■ Extrait:
◆ ◆ ◆

Société

Féminisme : « un gros mot en Russie »

Par Jelena Prtoric

Une ouvrière soviétique robuste ou un mannequin fragile accroché au bras de son homme (riche) : ces deux clichés de la femme russe ont la vie dure hors de Russie. Un pays où, semble-t-il, il fait bon être un homme, si possible macho, au côté de femmes féminines mais rarement féministes. La Dame de Pique a rencontré Natalia Bitten, journaliste et cofondatrice de "Za Feminizm", pour tenter de comprendre les difficultés rencontrées par le mouvement en Russie.

© Victoria Lomasko

La Dame de Pique : Comment le féminisme est-il perçu par les femmes russes?

Natalia Bitten : Les femmes russes ont toujours du mal à s’identifier à ce terme. La plupart d’entre elles affirment avec conviction : « je ne suis pas féministe ». Mais en fait, si vous leur parlez de l'égalité des sexes, vous vous rendez compte qu’elles ne sont pas du tout opposées aux principes clés du mouvement féministe. Pour leur faire changer d’opinion sur le féminisme, la première condition est qu’elles modifient le regard qu’elles portent sur elles-mêmes. Qu’elles n’aient pas peur de défendre leurs droits et ne se laissent pas faire lorsqu’il y a discrimination, violence conjugale ou harcèlement. Pour ma part, je suis optimiste. Je pense que les nouvelles générations se positionneront de manière différente. Le féminisme a engrangé une certaine popularité grâce au groupe Pussy Riot. Désormais, on en parle davantage, il y a de l’art féministe qui se crée, des fanzines féministes qui circulent... Malheureusement, c’est seulement le cas dans les grandes villes : dans des milieux ruraux au contraire, les femmes n’ont pas le même accès à ces représentations du mouvement.

LDDP : Quel est le paysage féministe russe aujourd’hui?

N. B. : Notre association a débuté ses activités il y a cinq ans. Au début, il s’agissait surtout d’informer le public, sur la violence conjugale par exemple ou sur l’importance de l’accès à la contraception. Néanmoins, on a vite compris qu’une activité virtuelle, c’est-à-dire via les réseaux sociaux comme Facebook ou Vkontakte aurait un impact plus large que des manifestations publiques cantonnées à Moscou. Dans un même temps, le réseau féministe grossit en Russie, surtout sur l’Internet. Plusieurs sites dédiés aux femmes et à la communication féminine ont été mis en place. Ce qui permet d’offrir un espace non-agressif au sein duquel les femmes peuvent s’exprimer, discuter, s’entraider.

LDDP : Quels problèmes les femmes russes rencontrent-elles?

N. B. : Tout d’abord, l’accès à la contraception est limité, donc on peut considérer qu’elles ne jouissent pas du droit de disposer de leur corps librement. Si une femme donne naissance à l’âge de 18 ans, elle ne pourra sans doute pas poursuivre d’études. La suite, on la connait : il lui sera difficile d’obtenir un travail et au final, elle sera de toute façon moins bien payée qu’un homme. Aujourd’hui encore, le marché du travail russe est sexiste, car au fond, on continue de considérer que c’est la femme qui doit s’occuper des enfants et du foyer. Et en cas de divorce, c’est presque toujours la femme qui aura la charge des enfants. Or, un grand nombre d’hommes ne paient pas de pension alimentaire et ils n’en sont que rarement sanctionnés. Par ailleurs, les femmes sont plus nombreuses à travailler sans cadre légal, avec des jobs qui aident à arrondir les fins de mois. Quand elles travaillent légalement, elles sont moins bien payées, à savoir 30 à 40 % de moins que leurs collègues masculins. On peut enchaîner avec d’autres problèmes : la violence conjugale, la prostitution...

◆ ◆ ◆

■ Données:
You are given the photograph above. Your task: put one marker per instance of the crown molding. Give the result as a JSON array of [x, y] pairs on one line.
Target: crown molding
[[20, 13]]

◆ ◆ ◆

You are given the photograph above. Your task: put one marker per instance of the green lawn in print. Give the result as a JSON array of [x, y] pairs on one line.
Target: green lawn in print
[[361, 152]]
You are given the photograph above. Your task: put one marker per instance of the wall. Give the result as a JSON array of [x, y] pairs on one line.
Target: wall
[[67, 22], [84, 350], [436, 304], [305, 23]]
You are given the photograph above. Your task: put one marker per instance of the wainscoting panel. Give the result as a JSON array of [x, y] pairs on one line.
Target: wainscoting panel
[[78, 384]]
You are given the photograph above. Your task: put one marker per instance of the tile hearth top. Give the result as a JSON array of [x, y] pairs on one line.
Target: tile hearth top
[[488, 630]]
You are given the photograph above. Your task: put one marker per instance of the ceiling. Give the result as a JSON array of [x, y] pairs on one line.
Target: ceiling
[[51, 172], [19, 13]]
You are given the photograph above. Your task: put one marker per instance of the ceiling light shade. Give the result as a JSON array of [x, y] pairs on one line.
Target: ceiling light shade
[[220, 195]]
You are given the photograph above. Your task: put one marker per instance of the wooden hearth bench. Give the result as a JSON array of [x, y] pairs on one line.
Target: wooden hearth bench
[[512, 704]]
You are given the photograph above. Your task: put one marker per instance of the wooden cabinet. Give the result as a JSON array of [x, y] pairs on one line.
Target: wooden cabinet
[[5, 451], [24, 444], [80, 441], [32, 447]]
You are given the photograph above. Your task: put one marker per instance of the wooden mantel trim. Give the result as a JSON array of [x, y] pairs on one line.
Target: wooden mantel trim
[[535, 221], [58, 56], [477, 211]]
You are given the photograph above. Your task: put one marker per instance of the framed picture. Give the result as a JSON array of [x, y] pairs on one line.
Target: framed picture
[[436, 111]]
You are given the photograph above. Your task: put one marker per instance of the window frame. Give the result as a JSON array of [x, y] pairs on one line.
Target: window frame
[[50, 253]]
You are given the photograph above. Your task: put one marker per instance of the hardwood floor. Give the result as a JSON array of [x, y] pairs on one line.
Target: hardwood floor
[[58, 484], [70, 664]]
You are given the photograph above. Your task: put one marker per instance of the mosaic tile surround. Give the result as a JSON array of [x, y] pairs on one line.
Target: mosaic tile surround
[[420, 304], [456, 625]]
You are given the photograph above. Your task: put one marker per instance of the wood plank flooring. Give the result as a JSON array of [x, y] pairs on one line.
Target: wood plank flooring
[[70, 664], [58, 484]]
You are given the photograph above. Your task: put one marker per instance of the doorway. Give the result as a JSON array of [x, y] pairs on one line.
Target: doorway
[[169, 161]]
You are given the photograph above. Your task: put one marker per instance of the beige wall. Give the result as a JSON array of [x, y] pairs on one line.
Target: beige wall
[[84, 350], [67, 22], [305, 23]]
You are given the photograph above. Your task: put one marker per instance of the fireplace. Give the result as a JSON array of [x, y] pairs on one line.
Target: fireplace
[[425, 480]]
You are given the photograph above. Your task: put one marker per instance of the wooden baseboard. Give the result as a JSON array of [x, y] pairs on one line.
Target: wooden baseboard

◆ ◆ ◆

■ Consigne 1:
D'après l'entretien, quel est l'écart de salaire entre les femmes qui travaillent légalement et leurs collègues masculins ?
■ Consigne 2:
Indiquez si chacune des affirmations suivantes concorde avec l'entretien, en répondant par oui ou par non et en citant les mots du texte qui tranchent. (a) L'association de Natalia Bitten a commencé ses activités il y a dix ans. (b) Selon Natalia Bitten, l'art et les fanzines féministes touchent autant les milieux ruraux que les grandes villes. (c) En cas de divorce, c'est presque toujours la femme qui a la charge des enfants.
■ Consigne 3:
Transcrivez fidèlement le passage de l'entretien qui commence par les mots « LDDP : Quel est » et se termine par « s’exprimer, discuter, s’entraider. ».

■ Réponse complète 1:
Elles sont payées 30 à 40 % de moins que leurs collègues masculins.

■ Réponse complète 2:
(a) Non : « Notre association a débuté ses activités il y a cinq ans. »
(b) Non : « Malheureusement, c’est seulement le cas dans les grandes villes »
(c) Oui : « Et en cas de divorce, c’est presque toujours la femme qui aura la charge des enfants. »

■ Réponse complète 3:
LDDP : Quel est le paysage féministe russe aujourd’hui?

N. B. : Notre association a débuté ses activités il y a cinq ans. Au début, il s’agissait surtout d’informer le public, sur la violence conjugale par exemple ou sur l’importance de l’accès à la contraception. Néanmoins, on a vite compris qu’une activité virtuelle, c’est-à-dire via les réseaux sociaux comme Facebook ou Vkontakte aurait un impact plus large que des manifestations publiques cantonnées à Moscou. Dans un même temps, le réseau féministe grossit en Russie, surtout sur l’Internet. Plusieurs sites dédiés aux femmes et à la communication féminine ont été mis en place. Ce qui permet d’offrir un espace non-agressif au sein duquel les femmes peuvent s’exprimer, discuter, s’entraider.